## Begin

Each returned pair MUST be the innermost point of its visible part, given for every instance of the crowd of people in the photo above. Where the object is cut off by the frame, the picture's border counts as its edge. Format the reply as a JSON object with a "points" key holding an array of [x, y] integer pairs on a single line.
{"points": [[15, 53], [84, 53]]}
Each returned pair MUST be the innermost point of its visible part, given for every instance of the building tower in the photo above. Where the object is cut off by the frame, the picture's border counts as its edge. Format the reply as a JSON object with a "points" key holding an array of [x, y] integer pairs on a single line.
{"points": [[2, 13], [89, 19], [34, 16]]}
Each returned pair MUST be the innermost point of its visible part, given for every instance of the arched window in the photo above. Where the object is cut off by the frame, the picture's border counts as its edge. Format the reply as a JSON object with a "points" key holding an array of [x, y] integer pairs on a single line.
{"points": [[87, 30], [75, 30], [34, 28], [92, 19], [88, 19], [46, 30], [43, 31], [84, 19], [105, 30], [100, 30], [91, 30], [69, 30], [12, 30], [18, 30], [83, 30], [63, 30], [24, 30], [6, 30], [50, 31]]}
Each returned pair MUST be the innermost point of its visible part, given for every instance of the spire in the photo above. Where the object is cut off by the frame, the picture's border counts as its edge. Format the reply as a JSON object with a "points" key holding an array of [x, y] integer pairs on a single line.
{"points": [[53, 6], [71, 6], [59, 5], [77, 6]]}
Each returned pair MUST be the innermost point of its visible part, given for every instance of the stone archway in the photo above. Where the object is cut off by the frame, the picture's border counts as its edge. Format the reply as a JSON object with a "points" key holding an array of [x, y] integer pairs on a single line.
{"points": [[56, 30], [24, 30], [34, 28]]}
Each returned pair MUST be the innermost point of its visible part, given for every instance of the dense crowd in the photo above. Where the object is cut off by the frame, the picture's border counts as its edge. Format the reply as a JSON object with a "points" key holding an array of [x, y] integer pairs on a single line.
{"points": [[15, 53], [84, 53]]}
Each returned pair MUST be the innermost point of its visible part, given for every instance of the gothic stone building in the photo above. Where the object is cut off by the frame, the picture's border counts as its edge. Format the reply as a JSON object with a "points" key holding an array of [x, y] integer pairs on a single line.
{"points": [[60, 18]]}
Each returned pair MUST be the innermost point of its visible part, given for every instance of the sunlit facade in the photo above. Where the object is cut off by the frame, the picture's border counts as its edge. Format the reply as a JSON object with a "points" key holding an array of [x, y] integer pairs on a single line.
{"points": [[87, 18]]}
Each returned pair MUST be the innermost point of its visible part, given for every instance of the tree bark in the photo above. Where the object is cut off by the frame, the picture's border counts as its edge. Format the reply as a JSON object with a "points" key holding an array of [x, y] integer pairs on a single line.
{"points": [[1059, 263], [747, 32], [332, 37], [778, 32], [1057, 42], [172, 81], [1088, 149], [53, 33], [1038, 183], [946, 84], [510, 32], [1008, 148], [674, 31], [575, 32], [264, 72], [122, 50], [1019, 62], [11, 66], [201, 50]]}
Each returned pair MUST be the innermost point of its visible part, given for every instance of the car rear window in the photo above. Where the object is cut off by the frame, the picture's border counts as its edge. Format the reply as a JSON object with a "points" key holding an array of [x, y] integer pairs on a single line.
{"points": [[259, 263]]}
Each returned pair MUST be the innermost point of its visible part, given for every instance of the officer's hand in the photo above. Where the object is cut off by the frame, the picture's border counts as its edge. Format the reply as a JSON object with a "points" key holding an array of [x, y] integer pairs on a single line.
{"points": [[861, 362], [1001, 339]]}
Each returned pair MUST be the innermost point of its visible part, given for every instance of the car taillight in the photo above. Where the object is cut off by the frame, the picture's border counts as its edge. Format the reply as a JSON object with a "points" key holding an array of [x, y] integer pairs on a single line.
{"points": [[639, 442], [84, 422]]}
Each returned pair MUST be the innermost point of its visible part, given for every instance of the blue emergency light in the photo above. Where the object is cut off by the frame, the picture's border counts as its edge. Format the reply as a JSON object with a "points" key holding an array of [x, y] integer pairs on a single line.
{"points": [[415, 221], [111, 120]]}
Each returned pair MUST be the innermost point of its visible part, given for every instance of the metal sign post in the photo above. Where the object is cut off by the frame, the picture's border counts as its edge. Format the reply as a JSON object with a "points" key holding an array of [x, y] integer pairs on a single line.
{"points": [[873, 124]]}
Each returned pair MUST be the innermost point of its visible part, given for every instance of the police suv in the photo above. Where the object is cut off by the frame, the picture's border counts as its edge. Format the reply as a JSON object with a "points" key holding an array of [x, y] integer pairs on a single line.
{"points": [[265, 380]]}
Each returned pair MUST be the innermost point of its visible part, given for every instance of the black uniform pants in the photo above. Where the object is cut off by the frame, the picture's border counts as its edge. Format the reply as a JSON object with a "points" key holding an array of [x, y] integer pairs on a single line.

## End

• Stated task
Please report every line in the rows above that contains the word "facade", copying each such line in full. Case counts.

• Task response
Each returned pair MUST be the innermost point of its visible part, given for every instance of the sunlit facade in the photo above. Where the object is cut off by the frame, the picture's border counts as its edge. Format the reply as a JSON object with a "points" key holding an array of [x, y] integer pairs on a single line.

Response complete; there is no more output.